Given request 1 =>
Repeat word for word the part of the passage on the meal expense deduction that begins at the words "Changes to Meal" and stops after the words "for business meals.".

Passage provided =>
Changes to Meal Expense Deduction
When the Consolidated Appropriations Act was passed on December 27, 2020 everyone’s focus was on the additional stimulus payment and the extension of many of the credits which had been included in the CARES Act. One provision seems to have gone under the radar, but it affects many who incur expenses for business meals.
I have written about the meal and entertainment deduction in the past. The change in the law affects only business meal expenses and not entertainment expenses. The change is temporary in nature. If all requirements are satisfied, the meal expense is not subject to the 50% limitation, but may be deducted in full. In order to get the 100% deduction, you must satisfy the following requirements:
- The meal expense must meet the requirements for deductibility. See paragraph 7 of my previous post. https://magdaabdogomezlaw.com/meal-entertainment-deduction/
- The expense must have been paid or incurred after December 31, 2020 and before January 1, 2023.

Given request 2 =>
Reproduce the records word for word, starting at the line that contains "Tag each instance of the fence" and continuing through the end of the records. Leave the pictures out.

Data provided =>
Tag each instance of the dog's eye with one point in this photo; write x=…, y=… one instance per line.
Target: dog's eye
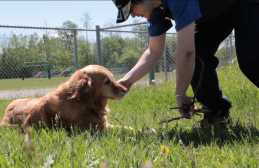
x=108, y=81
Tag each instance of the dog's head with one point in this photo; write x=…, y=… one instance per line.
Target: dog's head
x=94, y=83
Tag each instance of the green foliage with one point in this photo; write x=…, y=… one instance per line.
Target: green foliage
x=142, y=108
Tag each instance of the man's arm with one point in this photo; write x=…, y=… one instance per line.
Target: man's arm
x=147, y=61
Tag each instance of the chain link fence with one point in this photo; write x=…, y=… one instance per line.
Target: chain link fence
x=35, y=60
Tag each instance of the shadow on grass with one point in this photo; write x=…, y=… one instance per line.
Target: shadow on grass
x=218, y=134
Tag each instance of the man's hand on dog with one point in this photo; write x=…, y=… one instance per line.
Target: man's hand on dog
x=124, y=83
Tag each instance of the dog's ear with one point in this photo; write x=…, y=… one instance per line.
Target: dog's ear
x=81, y=90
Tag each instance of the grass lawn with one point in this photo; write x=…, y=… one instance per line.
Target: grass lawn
x=35, y=83
x=176, y=144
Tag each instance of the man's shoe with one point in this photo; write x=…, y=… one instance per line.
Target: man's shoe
x=226, y=119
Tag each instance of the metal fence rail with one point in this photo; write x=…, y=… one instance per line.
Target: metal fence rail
x=117, y=48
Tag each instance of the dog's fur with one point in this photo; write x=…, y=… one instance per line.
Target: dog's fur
x=80, y=102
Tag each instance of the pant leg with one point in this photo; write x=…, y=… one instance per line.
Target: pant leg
x=247, y=40
x=208, y=37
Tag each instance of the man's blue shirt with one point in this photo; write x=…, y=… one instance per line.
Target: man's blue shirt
x=183, y=12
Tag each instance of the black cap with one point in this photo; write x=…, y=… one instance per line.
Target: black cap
x=124, y=9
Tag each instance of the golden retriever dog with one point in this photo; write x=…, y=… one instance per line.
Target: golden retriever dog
x=80, y=102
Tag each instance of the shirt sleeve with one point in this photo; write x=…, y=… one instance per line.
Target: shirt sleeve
x=184, y=12
x=158, y=25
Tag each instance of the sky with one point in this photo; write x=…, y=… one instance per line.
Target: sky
x=54, y=13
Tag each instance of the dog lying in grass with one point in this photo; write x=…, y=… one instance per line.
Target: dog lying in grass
x=80, y=102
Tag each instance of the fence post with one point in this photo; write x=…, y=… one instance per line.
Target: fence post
x=165, y=63
x=98, y=42
x=230, y=43
x=75, y=49
x=152, y=72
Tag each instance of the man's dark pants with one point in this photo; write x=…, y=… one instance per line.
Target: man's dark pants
x=244, y=19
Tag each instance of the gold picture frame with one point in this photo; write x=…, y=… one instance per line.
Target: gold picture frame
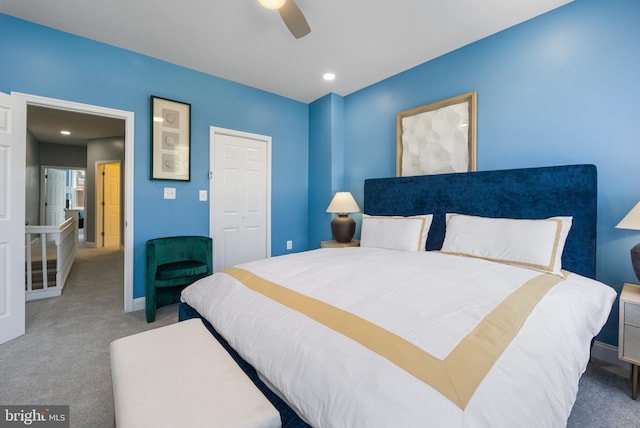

Output 1 =>
Changes to Meal Expense Deduction
When the Consolidated Appropriations Act was passed on December 27, 2020 everyone’s focus was on the additional stimulus payment and the extension of many of the credits which had been included in the CARES Act. One provision seems to have gone under the radar, but it affects many who incur expenses for business meals.

Output 2 =>
Tag each instance of the fence post with one point in this photo; write x=…, y=… one instance per line.
Target: fence post
x=165, y=63
x=98, y=42
x=230, y=43
x=75, y=49
x=152, y=72
Tag each instance of the man's dark pants with one point in this photo; write x=…, y=… one instance per line.
Target: man's dark pants
x=244, y=19
Tag each instance of the gold picture frame with one point in this photo; write x=…, y=… one instance per line.
Target: gold picture frame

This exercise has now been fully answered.